__What you will do__
Rewrite every line of the listing below, switching "precise object localizer" to "careful object detector" and changing nothing else. Leave the pictures out of your answer.

__Detection listing__
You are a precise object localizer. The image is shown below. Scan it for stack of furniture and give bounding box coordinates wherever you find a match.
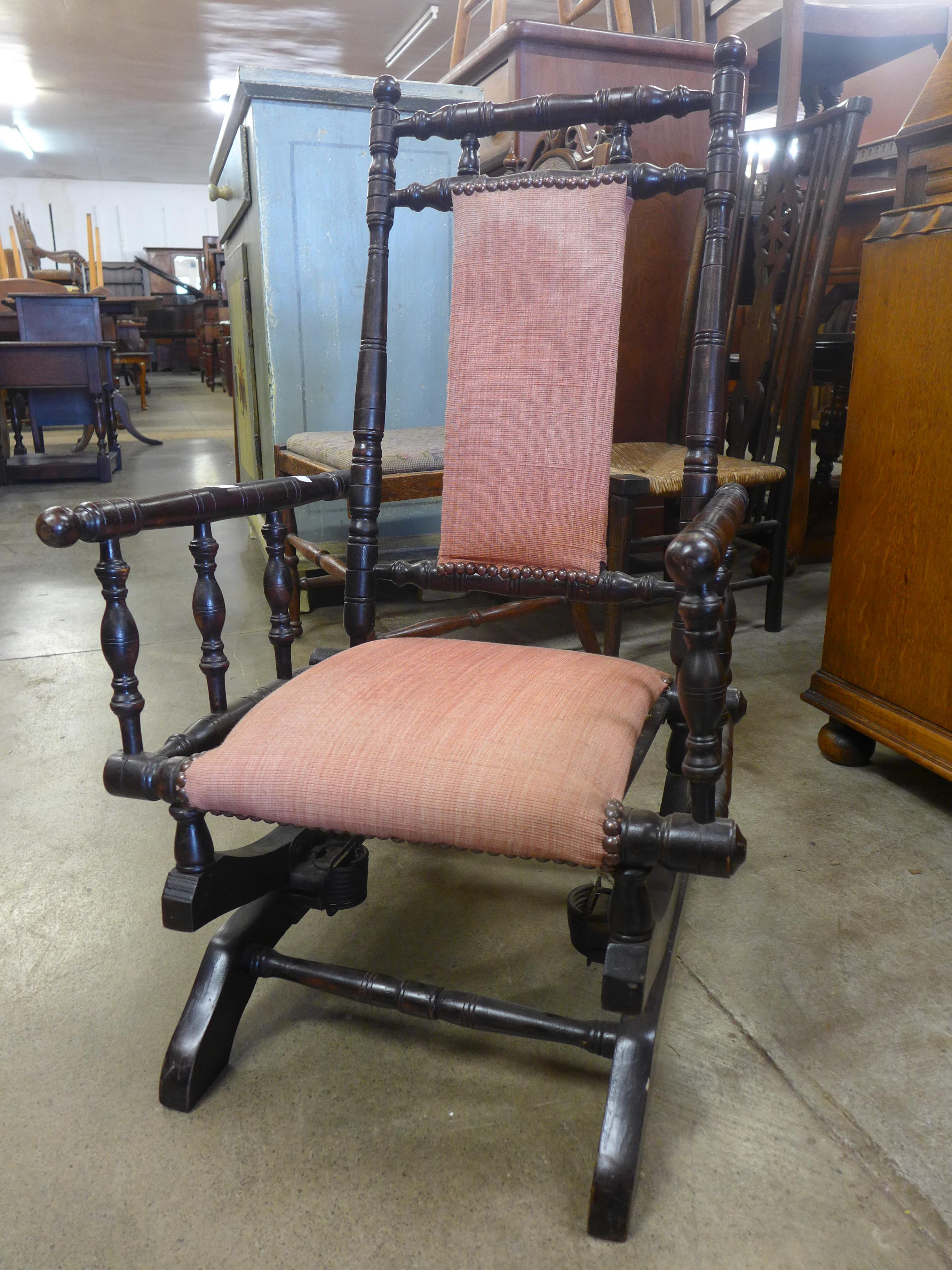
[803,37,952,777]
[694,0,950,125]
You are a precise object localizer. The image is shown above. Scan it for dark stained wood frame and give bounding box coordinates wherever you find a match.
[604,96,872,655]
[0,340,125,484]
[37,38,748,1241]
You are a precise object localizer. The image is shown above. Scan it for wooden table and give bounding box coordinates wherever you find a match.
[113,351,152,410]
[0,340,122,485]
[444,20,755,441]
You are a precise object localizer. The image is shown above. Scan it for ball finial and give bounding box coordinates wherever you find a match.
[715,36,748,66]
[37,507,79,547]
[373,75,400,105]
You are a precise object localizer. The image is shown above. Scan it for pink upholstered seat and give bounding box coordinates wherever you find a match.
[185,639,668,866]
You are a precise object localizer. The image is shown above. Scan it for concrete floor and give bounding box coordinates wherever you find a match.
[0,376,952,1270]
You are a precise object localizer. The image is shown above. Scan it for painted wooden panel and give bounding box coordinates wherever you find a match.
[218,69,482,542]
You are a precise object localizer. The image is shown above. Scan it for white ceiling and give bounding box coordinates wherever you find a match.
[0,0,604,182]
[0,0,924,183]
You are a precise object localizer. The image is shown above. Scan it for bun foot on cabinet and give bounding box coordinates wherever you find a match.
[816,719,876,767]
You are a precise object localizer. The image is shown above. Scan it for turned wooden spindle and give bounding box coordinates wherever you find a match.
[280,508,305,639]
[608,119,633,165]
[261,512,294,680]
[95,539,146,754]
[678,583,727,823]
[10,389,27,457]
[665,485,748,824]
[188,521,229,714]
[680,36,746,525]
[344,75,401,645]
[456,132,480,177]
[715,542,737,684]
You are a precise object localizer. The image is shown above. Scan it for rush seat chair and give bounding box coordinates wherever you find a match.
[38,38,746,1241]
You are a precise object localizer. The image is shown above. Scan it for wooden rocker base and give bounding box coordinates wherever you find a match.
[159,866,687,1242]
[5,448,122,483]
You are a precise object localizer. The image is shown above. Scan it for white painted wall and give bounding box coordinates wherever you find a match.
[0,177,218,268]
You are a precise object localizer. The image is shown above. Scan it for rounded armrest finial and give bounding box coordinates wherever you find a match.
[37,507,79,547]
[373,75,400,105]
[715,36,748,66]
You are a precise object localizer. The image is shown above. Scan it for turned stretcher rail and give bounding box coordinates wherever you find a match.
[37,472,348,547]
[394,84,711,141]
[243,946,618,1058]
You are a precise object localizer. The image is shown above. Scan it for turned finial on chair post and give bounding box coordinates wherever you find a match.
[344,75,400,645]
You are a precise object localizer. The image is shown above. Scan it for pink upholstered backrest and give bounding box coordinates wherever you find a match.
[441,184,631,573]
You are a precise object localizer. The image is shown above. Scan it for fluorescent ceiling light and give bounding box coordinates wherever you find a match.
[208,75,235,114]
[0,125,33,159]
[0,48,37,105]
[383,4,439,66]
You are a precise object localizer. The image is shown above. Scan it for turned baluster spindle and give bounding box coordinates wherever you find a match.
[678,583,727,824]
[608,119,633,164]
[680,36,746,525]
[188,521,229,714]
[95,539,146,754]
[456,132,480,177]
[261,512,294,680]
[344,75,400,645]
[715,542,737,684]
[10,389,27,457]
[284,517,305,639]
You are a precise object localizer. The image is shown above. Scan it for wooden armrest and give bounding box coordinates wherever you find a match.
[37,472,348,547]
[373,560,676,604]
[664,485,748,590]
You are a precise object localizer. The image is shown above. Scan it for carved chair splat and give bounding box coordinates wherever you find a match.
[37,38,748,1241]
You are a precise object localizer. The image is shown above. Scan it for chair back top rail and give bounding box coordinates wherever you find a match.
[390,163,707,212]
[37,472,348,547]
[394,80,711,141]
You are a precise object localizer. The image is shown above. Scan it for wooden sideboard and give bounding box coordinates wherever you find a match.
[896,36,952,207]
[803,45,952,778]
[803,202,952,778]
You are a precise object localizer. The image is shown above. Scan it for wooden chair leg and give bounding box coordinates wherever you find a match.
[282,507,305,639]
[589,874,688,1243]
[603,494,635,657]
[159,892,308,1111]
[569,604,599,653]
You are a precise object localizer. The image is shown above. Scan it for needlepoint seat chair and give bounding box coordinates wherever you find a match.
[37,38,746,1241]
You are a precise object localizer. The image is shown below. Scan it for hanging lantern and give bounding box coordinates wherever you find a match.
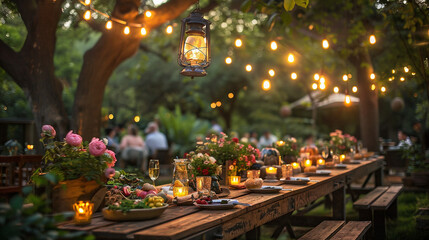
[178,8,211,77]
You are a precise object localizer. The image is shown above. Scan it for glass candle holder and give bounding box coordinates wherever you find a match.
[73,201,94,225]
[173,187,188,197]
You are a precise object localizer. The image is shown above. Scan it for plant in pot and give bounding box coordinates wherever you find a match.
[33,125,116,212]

__Solution__
You are a careful object detector. The image is shown below. Scan it for stack of furniture and give bounding box coordinates wherever you find a match.
[803,37,952,777]
[694,0,950,125]
You are a careful object detector. The image is shown above. Scan it for dark stained wood frame and give bounding box coordinates wherever you find a match.
[604,96,872,655]
[0,340,125,484]
[37,38,748,1241]
You are a careful object detector. The image is shown above. Scan it for wooden table and give bounding box coordinates wherever you find a match.
[113,351,152,410]
[0,340,122,485]
[444,20,755,441]
You are a careful object detector. The image is shown above. Scan it for ball finial and give bounding box coordinates wherever you find a match.
[715,36,748,66]
[37,507,79,547]
[373,75,400,105]
You are a careful object detector. The image is shown above. Scan it for pink upholstered seat and give bounding box coordinates wherever you find a match.
[185,639,668,866]
You are a careful object detector. The image is shown above. Scan it for concrete floor and give bounding box coordinates wherever you find a match.
[0,376,952,1270]
You are a careful object detector. The image is shown above. Scan it for painted wooden panel and give bounding box coordinates wherever you find a match.
[218,69,482,542]
You are a careful object detector. The image is shown above. Scan it for white ceiling and give bounding box coordinates wherever you find a match.
[0,0,604,182]
[0,0,924,183]
You are a careful object detector. The image is shown above. Scan it for bun foot on cabinet and give bounding box coordinates wherever you find a match.
[816,719,876,767]
You are a careful object detector. The image is shown above. Scan it for turned wooden spindle and give bounding box coordinates wherever you find a match.
[280,508,305,639]
[608,119,633,165]
[261,512,294,680]
[95,539,146,754]
[678,583,727,823]
[10,389,27,457]
[665,485,748,824]
[188,521,229,714]
[680,36,746,525]
[344,75,401,645]
[456,132,480,177]
[715,542,737,684]
You are a careful object detector. The image is shown above. Scan it for rush seat chair and give bounding box coordinates wherever you find a match.
[38,38,746,1241]
You are a careful object detector. The image is shown above. Scan it for wooden rocker base and give bounding box coordinates wherever you find a match.
[159,866,687,1242]
[5,448,122,483]
You are a careful object detector. The image is shown above. Scan it for white painted wall and give bounding box coordinates wherever you find a match.
[0,177,218,268]
You are a careful object detector. The image is shown above. Scan it for rounded armrest finial and give bounding box coordinates wherever you find a match.
[37,507,79,547]
[373,75,400,105]
[715,36,748,66]
You are a careful object detector. The image is shown above. Scan it for turned stretcher rail and give bounding box coordinates wherever you find a match.
[37,472,348,547]
[394,84,711,141]
[243,946,618,1058]
You are a careful object detector. The image is shown above. Scan it for turned finial on chair post and give bounding box coordinates wherever you find a match.
[344,75,400,645]
You are a careful object detector. The image is shown above. Scan it for pink upholstered backrest and give bounding box coordinates wherever you find a match.
[441,184,631,573]
You are a careful object detector. The image is shown above. Scan it for fluorescent ceiling light and give bounding box coordinates wherever you find a match.
[208,75,235,114]
[0,125,33,159]
[0,48,37,105]
[383,4,439,66]
You are a careful object detector. The image is shown above. Scan it for turned baluster spindle and give bounding box coordinates wherever you find a match.
[678,583,727,824]
[608,119,633,164]
[680,36,746,525]
[188,521,229,714]
[95,539,146,754]
[456,132,480,177]
[261,512,294,680]
[344,75,400,645]
[715,542,737,684]
[10,389,27,457]
[284,517,305,639]
You are a careful object detector. The image is shown above. Scan it for wooden armrest and give bounding box coordinates wherever you find a match.
[37,472,348,547]
[373,560,676,604]
[664,485,748,590]
You are a careful object detector. The image is shown above. Scan it for carved chair splat and give bounding box coordinates wherever you find a match.
[37,38,748,1241]
You are a careful object detector. The image is shown above. Scan it for chair back top rail and give bounding box coordinates wherever you find a match.
[390,163,707,212]
[37,472,348,547]
[394,80,711,141]
You are a careful object detector. The image is shown above. Scan it for wooden sideboard and give bounding box coordinates wherever you find a match.
[896,36,952,207]
[803,45,952,778]
[803,202,952,778]
You are a careful object detector. The image is shown above. Scan it for wooden chair leg and give bounding box coordinates wherever you find a match.
[282,507,305,639]
[589,874,688,1243]
[603,494,635,657]
[159,892,308,1111]
[569,604,599,653]
You are a careful object detector. The image is shown above. Scan it for needlepoint seat chair and give bounding box coordinates wherever you find a match.
[37,38,746,1241]
You are a careful object detector. The image is shown below. Scan it for hanging lantern and give bounding box coordinates wherever you find a match.
[178,8,211,77]
You are a careful object detector. The image is shown above. Scan it for glass candle holder and give bounding box coordinates wherever you find a match.
[73,201,94,225]
[173,187,188,197]
You are a careful object detector. The image is shown above. Scan it for plant in pot and give bounding box coordinates wherever you find a match.
[33,125,116,212]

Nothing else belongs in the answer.